» **READING TEXT**:
Holy crap, did 2016 happen in a blink of an eye?! It just seemed like yesterday when we were ending 2015: I was in my last days of my internship at Make-A-Wish®, and my mom and nephew went to the Philippines for Christmas and stayed there for 3 weeks. Now, 2016 is coming to a close and there are 107 days left until the wedding. Last year, we were doing rough drafts of the guest list, booked our ceremony and reception sites. Now, I am just starting to design our invitations, buy gifts for the wedding party, and buy our rings. We have a lot more to do: Cecilio renting his tux (as well as his men), getting my dress altered, finalizing details with our vendors, more DIY projects, honeymoon planning and doing our private dinner tasting!

I didn't get a chance to post a lot last week due to being on vacation (I went to Wisconsin Dells, Milwaukee, and Chicago), but my next few posts will consist of photos of those trips.


Here are a few of my favorite makeup products this month:

Anastasia Beverly Hills Master Palette by Mario: This takes the reign again. My gosh I love this palette so much. I might be able to hit pan with this baby soon! However, I have also been using my Too Faced Semi-Sweet Chocolate Bar and have made some pretty deep dents in some of the shades there, as well.

Bobbi Brown Foundation Stick: Cecilio spoiled me on my birthday by getting me a bunch of makeup I wanted, including this portable little stick. It's so easy to use and perfect for on the go for a more "no makeup"-makeup type of look. I actually find that this is best to use with my fingers. Do be aware though that this is not full coverage.

Essie Nail Polish in "Angora Cardi": This most-pinned nail polish shade has been featured on my top fall polishes. My goodness does this deep muted mauve look amazing on every skin tone! If you don't have this shade yet, run, don't walk, to the nearest Target to get it. You won't regret it.

NYX Dark Circle Concealer: I have been reaching this over some of my more expensive concealers for my dark circles. It gives me just as much coverage and hides the dark circles under my eyes with minimal creases. For only $6, it sure does work a lot of wonders!

» **DATA RECORDS**:
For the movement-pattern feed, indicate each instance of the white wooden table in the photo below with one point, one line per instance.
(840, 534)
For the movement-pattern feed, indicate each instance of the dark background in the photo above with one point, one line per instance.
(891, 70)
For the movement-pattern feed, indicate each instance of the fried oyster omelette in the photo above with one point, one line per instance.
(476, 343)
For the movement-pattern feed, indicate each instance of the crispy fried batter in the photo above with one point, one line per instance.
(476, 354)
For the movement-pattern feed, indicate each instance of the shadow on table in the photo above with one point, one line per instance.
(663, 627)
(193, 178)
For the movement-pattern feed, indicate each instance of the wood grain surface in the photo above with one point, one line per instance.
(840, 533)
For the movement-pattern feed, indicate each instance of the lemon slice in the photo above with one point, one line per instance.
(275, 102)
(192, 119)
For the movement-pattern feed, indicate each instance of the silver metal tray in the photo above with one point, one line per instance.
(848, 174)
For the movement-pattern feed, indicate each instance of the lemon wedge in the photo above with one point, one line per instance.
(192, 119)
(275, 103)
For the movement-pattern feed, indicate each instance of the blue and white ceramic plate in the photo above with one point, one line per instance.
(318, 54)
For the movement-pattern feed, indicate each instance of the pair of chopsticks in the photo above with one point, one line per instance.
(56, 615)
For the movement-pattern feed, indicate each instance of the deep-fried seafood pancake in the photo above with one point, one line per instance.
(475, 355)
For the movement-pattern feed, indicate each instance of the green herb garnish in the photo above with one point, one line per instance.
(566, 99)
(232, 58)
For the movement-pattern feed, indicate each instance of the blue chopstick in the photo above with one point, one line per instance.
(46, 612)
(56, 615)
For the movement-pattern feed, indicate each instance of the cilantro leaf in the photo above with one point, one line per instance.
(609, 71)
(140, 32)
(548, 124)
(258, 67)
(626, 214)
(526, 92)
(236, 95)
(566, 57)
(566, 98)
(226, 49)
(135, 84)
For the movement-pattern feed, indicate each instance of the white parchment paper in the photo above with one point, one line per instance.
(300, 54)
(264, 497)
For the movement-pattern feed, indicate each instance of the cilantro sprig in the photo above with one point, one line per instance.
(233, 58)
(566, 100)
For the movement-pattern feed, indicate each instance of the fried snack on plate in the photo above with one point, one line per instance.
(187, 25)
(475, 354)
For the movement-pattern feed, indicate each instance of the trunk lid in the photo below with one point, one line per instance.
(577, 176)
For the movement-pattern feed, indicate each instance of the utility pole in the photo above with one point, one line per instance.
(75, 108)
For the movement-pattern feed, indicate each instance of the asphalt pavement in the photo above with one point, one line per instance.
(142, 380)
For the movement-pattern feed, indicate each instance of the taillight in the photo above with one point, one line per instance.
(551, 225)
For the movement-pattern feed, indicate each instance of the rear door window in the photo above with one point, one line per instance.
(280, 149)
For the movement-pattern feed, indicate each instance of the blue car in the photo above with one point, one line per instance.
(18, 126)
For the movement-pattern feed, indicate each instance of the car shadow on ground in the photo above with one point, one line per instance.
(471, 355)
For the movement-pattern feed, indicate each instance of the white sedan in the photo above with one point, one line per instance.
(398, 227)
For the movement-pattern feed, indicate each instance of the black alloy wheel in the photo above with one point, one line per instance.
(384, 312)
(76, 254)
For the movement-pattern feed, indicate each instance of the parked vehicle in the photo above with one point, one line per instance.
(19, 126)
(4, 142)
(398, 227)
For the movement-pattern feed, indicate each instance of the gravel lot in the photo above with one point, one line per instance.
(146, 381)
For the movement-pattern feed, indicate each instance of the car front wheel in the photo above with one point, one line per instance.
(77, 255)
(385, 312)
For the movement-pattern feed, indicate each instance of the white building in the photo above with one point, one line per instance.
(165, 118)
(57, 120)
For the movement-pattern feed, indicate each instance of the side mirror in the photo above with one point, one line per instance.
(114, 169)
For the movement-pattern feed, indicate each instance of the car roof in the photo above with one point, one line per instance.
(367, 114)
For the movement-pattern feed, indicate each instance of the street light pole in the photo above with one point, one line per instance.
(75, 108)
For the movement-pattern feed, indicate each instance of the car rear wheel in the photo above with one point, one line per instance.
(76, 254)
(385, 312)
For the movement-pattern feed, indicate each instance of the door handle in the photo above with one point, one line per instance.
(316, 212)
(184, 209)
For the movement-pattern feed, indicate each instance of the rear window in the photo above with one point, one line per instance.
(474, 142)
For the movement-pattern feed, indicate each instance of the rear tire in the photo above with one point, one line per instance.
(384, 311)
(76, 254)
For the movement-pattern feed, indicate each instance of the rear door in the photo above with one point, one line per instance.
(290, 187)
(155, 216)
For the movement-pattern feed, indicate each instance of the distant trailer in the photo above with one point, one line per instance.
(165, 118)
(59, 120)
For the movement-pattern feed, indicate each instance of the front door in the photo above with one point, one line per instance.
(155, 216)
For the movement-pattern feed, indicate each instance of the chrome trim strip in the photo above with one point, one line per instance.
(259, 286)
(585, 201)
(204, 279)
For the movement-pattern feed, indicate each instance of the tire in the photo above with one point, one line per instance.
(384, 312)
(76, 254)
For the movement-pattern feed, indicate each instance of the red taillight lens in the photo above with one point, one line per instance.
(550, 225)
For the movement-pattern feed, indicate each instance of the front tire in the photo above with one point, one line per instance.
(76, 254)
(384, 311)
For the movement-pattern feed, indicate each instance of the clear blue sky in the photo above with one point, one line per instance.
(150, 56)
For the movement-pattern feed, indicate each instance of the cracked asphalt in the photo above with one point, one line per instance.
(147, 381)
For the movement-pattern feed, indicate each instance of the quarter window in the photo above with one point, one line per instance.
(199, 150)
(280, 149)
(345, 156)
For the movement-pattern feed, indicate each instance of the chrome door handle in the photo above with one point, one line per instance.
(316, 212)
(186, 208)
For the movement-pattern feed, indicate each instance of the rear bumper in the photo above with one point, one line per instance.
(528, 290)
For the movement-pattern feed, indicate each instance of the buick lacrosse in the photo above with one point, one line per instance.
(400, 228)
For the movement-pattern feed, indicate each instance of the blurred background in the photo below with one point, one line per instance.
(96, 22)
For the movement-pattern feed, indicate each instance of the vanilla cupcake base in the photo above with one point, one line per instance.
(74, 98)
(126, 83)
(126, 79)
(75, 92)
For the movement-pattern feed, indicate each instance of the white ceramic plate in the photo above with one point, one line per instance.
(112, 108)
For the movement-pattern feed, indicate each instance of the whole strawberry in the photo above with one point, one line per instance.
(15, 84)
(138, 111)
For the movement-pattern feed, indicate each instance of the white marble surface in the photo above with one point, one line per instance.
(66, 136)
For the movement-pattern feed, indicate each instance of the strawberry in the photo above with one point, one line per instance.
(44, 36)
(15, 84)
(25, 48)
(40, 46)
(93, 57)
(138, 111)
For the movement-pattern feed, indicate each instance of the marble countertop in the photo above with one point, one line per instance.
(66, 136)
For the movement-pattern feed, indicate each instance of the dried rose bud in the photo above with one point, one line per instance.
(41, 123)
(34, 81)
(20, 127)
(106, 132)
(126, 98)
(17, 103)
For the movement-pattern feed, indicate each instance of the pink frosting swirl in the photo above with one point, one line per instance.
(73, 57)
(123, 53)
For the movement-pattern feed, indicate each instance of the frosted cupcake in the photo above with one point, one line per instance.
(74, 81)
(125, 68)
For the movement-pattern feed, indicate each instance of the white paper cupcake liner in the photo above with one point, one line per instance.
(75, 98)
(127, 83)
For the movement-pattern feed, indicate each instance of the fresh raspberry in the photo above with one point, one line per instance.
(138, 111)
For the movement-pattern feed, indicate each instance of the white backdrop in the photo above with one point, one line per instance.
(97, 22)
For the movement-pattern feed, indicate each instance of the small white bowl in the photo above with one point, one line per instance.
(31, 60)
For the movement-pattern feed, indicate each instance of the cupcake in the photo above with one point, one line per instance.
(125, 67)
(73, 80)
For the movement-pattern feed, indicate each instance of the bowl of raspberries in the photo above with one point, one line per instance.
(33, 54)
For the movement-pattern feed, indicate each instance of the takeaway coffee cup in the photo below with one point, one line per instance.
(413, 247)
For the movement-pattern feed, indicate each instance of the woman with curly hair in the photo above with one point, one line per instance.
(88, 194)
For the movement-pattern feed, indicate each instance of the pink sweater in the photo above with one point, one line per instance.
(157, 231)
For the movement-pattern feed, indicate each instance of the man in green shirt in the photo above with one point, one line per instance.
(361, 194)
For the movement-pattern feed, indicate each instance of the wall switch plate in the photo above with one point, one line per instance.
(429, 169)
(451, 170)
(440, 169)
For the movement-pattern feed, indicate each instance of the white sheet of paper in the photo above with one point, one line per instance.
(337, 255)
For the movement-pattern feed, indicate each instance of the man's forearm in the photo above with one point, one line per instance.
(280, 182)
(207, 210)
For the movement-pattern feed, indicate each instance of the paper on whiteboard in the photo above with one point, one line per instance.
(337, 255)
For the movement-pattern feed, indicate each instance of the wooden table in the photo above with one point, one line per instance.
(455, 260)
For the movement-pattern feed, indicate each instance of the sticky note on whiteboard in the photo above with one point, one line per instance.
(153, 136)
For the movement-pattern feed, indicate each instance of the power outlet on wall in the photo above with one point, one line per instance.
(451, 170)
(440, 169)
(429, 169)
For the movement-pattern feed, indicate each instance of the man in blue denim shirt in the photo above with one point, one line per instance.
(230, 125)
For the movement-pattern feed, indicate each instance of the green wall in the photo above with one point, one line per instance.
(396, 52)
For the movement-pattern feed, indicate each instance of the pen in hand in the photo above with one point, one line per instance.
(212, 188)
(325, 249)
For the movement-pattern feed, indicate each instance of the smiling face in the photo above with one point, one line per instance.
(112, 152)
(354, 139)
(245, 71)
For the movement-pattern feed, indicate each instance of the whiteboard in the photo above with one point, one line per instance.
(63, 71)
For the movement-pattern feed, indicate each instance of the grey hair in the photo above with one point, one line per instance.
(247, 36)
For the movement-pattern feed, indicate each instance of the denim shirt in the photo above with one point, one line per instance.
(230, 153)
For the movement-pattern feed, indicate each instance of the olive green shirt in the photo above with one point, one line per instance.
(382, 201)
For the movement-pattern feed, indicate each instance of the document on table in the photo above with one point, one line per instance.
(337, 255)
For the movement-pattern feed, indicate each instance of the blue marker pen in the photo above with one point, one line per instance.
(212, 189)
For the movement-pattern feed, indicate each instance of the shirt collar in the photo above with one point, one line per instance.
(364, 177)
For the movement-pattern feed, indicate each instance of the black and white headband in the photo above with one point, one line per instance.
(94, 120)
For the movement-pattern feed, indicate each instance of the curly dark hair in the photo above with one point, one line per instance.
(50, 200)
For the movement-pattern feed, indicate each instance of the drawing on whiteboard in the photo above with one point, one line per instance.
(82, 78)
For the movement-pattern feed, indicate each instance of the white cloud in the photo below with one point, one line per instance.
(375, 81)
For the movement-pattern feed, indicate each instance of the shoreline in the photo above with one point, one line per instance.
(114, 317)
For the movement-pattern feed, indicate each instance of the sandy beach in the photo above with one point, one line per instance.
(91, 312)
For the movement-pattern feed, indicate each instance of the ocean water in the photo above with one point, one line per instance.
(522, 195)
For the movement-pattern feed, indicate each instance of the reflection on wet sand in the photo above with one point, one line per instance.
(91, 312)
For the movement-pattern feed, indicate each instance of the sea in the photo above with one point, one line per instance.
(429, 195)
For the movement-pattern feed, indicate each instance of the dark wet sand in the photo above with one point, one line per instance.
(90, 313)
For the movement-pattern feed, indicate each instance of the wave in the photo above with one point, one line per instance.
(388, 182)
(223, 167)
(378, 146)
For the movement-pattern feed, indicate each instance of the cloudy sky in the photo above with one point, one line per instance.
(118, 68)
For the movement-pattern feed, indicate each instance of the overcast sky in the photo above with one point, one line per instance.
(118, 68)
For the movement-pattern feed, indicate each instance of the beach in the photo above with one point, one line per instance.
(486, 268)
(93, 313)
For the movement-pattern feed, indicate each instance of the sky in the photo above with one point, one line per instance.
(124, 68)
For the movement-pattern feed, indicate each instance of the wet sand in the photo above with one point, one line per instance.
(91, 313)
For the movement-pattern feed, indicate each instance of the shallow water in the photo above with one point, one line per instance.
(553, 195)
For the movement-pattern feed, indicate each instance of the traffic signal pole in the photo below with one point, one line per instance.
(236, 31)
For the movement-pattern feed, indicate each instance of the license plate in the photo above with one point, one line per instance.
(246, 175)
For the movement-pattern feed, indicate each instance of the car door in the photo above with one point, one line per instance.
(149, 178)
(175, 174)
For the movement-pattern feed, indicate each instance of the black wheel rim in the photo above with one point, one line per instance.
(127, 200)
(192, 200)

» **PROBLEM REQUIREMENTS**:
According to the blog post, how many days are left until the wedding? The rows are separate material unrelated to the blog post.

» **COMPLETED TASK**:
107 days